__Work to complete__
List every distinct username that posts in the forum thread below, each one only once.

__Document passage__
§
# Breaking out of my shell.



## Manok

I typically play Debussy, I have many many things of sheet music, from Schumann, to Mendelssohn, to, Brahms, and barber, and what not. I was looking for something a little more tonal to play once I finished the Gershwin preludes, I was thinking maybe Schumann, maybe something else. I don't exactly know. Again the idea is tonal, I have a good many of the Schumann works for piano, and Mendelssohn as well. Rachmaninoff is another favorite. I also want a decent challenge. So if you've got an idea. Let me hear it.


----------



## Klavierspieler

Ever played Schumann's Blumenstück?


----------



## Dodecaplex

Play Alkan or Sorabji. They offer a fairly decent challenge.


----------



## Manok

No but I am familiar. I'll have to give it a listen again. Edit: replying to the Schumann question.


----------



## Ravellian

Faure is generally underplayed by pianists. The nocturnes and barcarolles are very lyrical, beautiful pieces; not virtuosic but still very difficult to play. The first half-dozen or so from both the nocturnes and barcarolles are tonal, so check those out.

Probably the two most rewarding Schumann pieces to play are Carnaval and Kreisleriana. Give them a try if you want.


----------



## kv466

How 'bout some Bach?


----------



## Polednice

kv466 said:


> How 'bout some Bach?


I think he's aiming for some _pleasurable_ music; not self-flagellation.


----------



## Klavierspieler

Ravellian said:


> Probably the two most rewarding Schumann pieces to play are Carnaval and Kreisleriana. Give them a try if you want.


Unfortunately, they are also two of the most difficult. But, hey, you said you were looking for a challenge.


----------



## Rasa

How should we know how well this person plays anyways. I mean "playing Debussy". Clair de Lune over and over again? The little Negro? Estampes? Etudes?


----------



## Manok

Well, I know a few of the preludes, (the first 5 + no. 10), Pour le Piano, (the prelude, kinda learned part of the sarabande) and a few other half learned Debussy paces.


----------
§
__Object location annotation data__
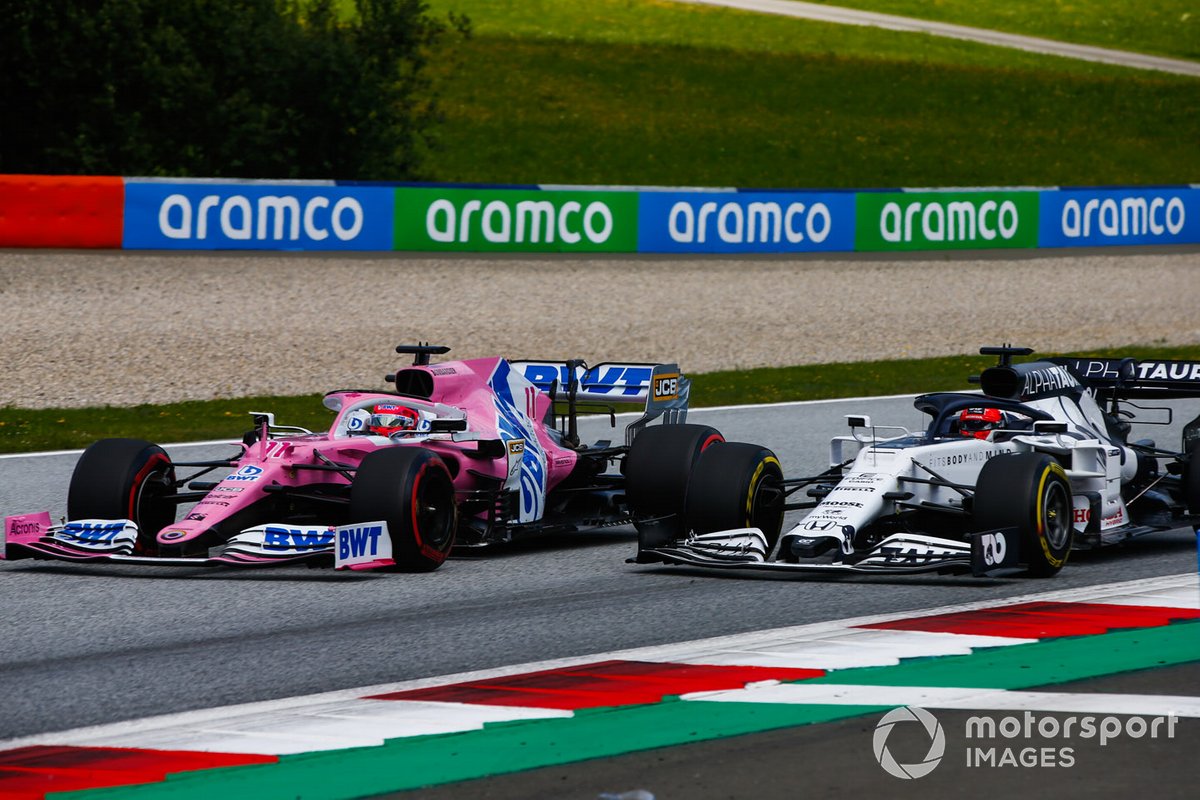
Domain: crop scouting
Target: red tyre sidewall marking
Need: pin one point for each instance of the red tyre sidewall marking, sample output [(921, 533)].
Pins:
[(425, 549)]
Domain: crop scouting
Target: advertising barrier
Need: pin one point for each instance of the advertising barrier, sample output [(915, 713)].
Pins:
[(210, 215), (528, 221), (60, 211), (1120, 216), (745, 222), (907, 221), (163, 214)]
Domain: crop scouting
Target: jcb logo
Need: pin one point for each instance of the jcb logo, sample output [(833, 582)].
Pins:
[(666, 386), (994, 548)]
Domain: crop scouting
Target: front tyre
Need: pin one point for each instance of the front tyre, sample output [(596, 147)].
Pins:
[(737, 485), (1192, 479), (412, 491), (1031, 493), (125, 479), (658, 468)]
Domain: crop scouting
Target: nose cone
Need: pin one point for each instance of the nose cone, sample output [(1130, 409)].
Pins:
[(181, 533)]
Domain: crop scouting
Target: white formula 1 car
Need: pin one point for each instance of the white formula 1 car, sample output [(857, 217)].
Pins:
[(1037, 464)]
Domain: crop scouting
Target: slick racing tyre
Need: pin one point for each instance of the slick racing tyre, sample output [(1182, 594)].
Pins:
[(125, 479), (412, 491), (658, 468), (737, 485), (1029, 492), (1192, 480)]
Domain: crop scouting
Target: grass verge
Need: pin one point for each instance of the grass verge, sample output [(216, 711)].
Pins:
[(33, 429), (667, 94), (1156, 26)]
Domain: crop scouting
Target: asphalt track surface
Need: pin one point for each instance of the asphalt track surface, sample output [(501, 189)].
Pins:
[(982, 35), (835, 761), (94, 644)]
§
__Result below__
Manok
Klavierspieler
Dodecaplex
Ravellian
kv466
Polednice
Rasa